Aidenz: That's insane. Sex Ed is very important, just not in the sense of "the man puts his penis in the woman's vagina", but in the sense of "if something happens other things may arise". For example, sex means reproduction and reproduction means kids. If we let children to grow up by themselves and not give them any kind of information, they will have doubts, since children tend to be very curious; they will try to experiment, but that's not always good for obvious reasons.
I think we should give them as many information as we can early on, if not, it can become difficult afterwards.
From that perspective, is it sex education or life education? Maybe those "other things" need to be discussed a bit as a long-term consequence. Okay, you could get the disease shown in this nasty picture, but do you kids realize that you're going to deal with this for the rest of your life? Do you understand that pregnancy is 9 months and raising a kid is something you work for at least the next 18 years? The lessons of Consequence, in general, are a bit lacking in education and child-rearing.
I'm a bit torn on the whole thing and really don't know which way to go. On one hand, it's a good idea that kids have at least rudimentary knowledge of birth control and disease prevention. On the other, I understand that many parents want to keep this at home, where their own private viewpoints can be used to shape the kids' behavior in this regard.
But we get a couple problems from both methods. Schools may be teaching things far beyond basic sexual safety and pregnancy prevention, and may be contradicting the desires of the parents (not saying one is more right than the other). Parents, though, may not be teaching correct information or may be skipping out on the entire discussion which leaves kids up to figure it out on their own, with predictably bad results.
In a perfect world, this would be handled with schools and parents working together, both covering the necessary basics while allowing each family to have its own private discussion.
From the cultural dimension sex issues can be tough here in the States, especially for pre-adults. Hell, even for adults. At the same time we're told it's dirty or taboo and should be avoided, but it's also shoved in our faces through various media. No small wonder that kids try to find out on their own. Sadly, somewhere in all of that, we lose the message that love, or at least friendship, makes for a better foundation for sexual happiness and we instead turn it into a sort of biological act of momentary pleasure.

━━━━━━━━━━━━━━━━━━━━━━━━━━━━━━

● Instructions
1: Summarize the sex education discussion in two sentences.
2: Revise the passage of the sex education discussion starting with "From the cultural" and going on through "of momentary pleasure.", replacing "pre-adults" with "adolescents".
3: In the sex education discussion, for how long is raising a kid said to require work?

Dataset records
━━━━━━━━━━━━━━━━━━━━━━━━━━━━━━

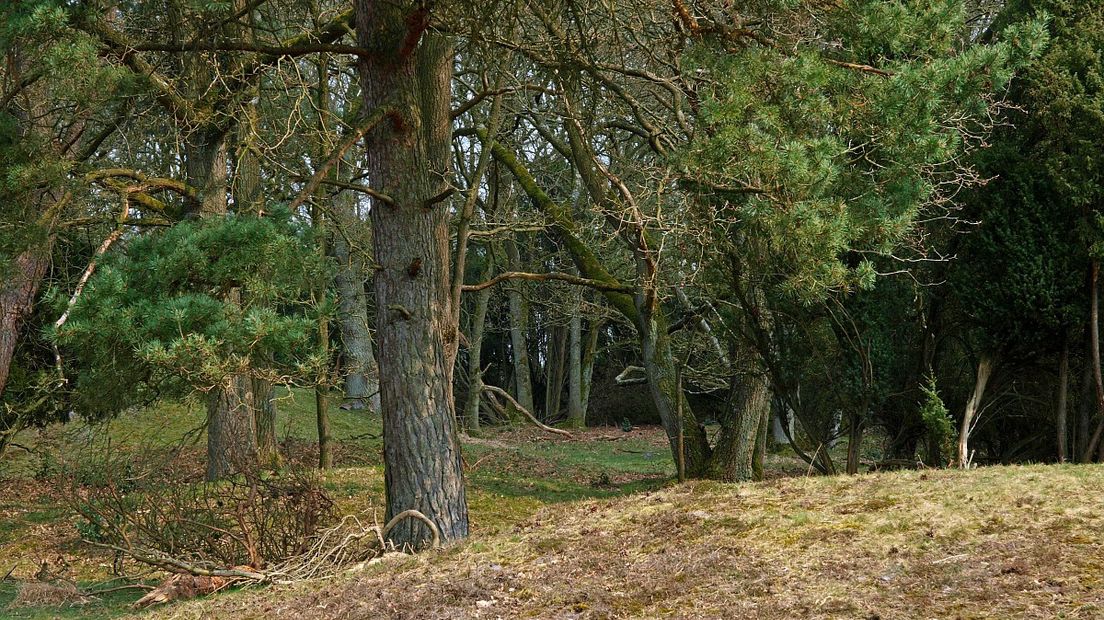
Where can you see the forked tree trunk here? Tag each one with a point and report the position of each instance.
(231, 416)
(984, 370)
(409, 68)
(734, 453)
(231, 440)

━━━━━━━━━━━━━━━━━━━━━━━━━━━━━━

● Solutions to the exercise
1: The discussion argues that sex education matters because curious children who are given no information will experiment, and that lessons should also stress long-term consequences such as lifelong disease and the years of work involved in raising a child. It weighs teaching by schools against teaching by parents, noting problems with each, and favors the two working together, while observing that mixed cultural messages about sex in the States lead kids to find out on their own.

2:
From the cultural dimension sex issues can be tough here in the States, especially for adolescents. Hell, even for adults. At the same time we're told it's dirty or taboo and should be avoided, but it's also shoved in our faces through various media. No small wonder that kids try to find out on their own. Sadly, somewhere in all of that, we lose the message that love, or at least friendship, makes for a better foundation for sexual happiness and we instead turn it into a sort of biological act of momentary pleasure.

3: At least the next 18 years.